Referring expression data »

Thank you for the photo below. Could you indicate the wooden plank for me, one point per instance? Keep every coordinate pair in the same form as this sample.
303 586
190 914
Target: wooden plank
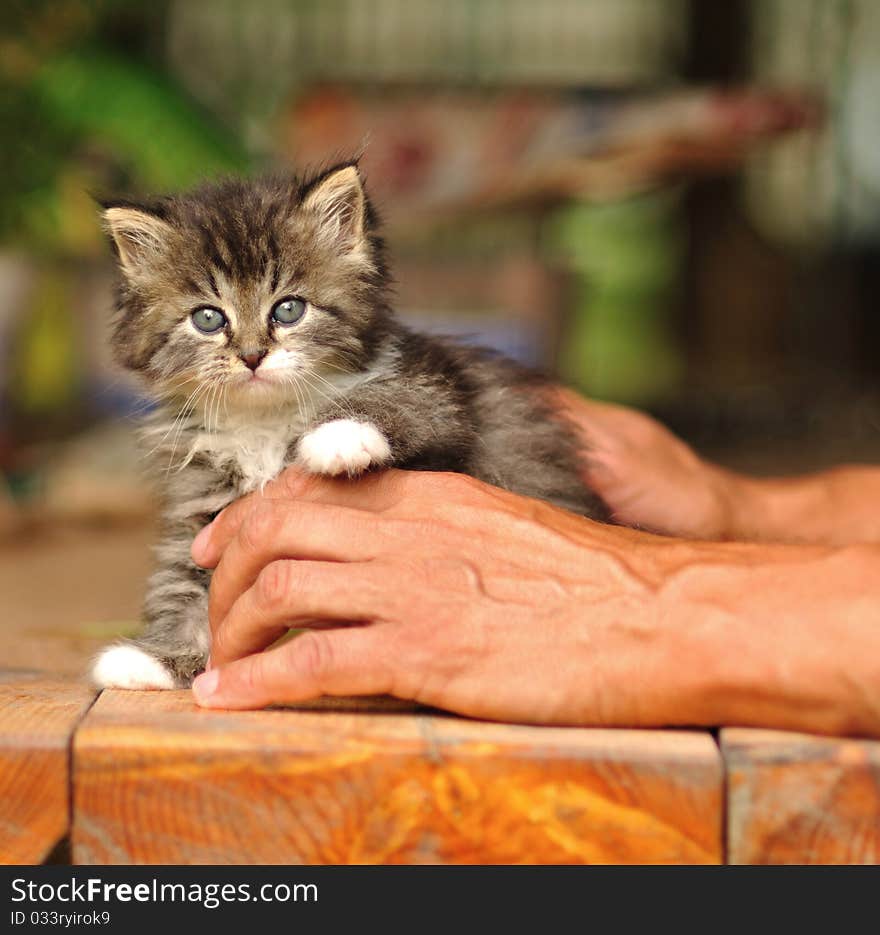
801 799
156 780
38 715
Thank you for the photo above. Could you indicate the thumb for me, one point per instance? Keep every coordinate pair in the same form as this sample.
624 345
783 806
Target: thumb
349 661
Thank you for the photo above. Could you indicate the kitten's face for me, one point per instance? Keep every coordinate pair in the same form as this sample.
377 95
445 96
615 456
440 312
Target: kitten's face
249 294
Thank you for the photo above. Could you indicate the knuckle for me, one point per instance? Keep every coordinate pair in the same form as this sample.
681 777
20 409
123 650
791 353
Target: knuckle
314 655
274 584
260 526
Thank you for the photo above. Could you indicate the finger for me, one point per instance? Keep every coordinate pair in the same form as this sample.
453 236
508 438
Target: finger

Instructions for the task »
Starting at the line that contains "Thank you for the photo above. Could you indicate the finger", transcribe every line through the last line of the entries above, exactly, and nothing else.

Result of this exercise »
Thank you for the photo above. Could you indicate the finger for me, one point per instance? Keep every coordinate pair in the same form as this sample.
453 236
508 438
Target: finger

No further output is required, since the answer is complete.